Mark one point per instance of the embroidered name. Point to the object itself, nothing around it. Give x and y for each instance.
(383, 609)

- - - - -

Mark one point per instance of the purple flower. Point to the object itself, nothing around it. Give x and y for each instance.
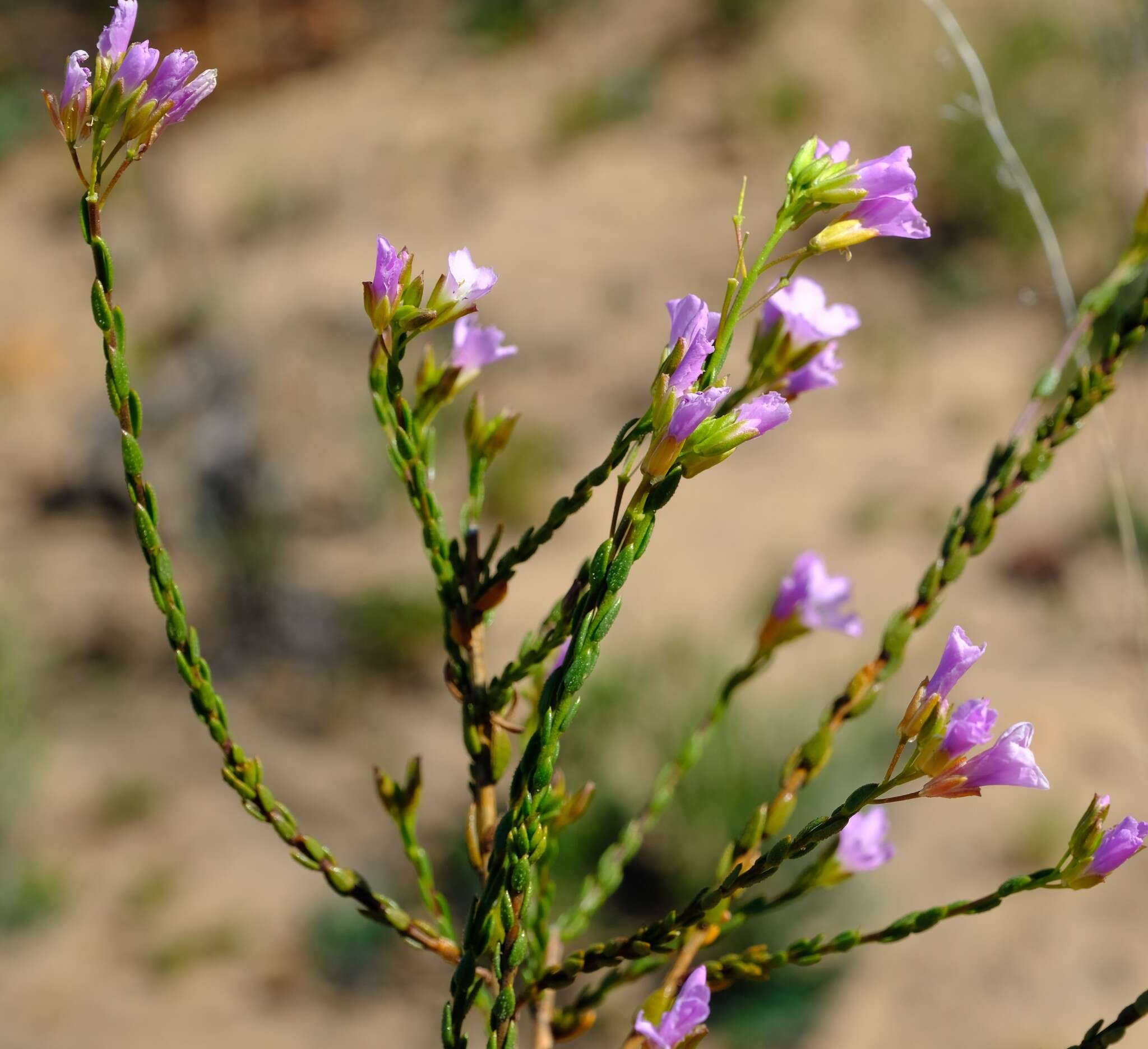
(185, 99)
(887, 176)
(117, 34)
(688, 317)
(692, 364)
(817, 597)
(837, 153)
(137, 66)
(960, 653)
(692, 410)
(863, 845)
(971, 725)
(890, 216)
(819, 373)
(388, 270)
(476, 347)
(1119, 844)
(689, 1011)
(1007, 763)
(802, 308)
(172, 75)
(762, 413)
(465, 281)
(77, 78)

- - - - -

List every line of the data above that contains the string "point", matching case exactly.

» **Task solution**:
Mark one point per instance of the embroidered name. Point to the object itself, nothing around it. Give x and y for each instance.
Mark one point per instance of the purple flower. Point to the object itself, nothing around it. Give x and y for each instance.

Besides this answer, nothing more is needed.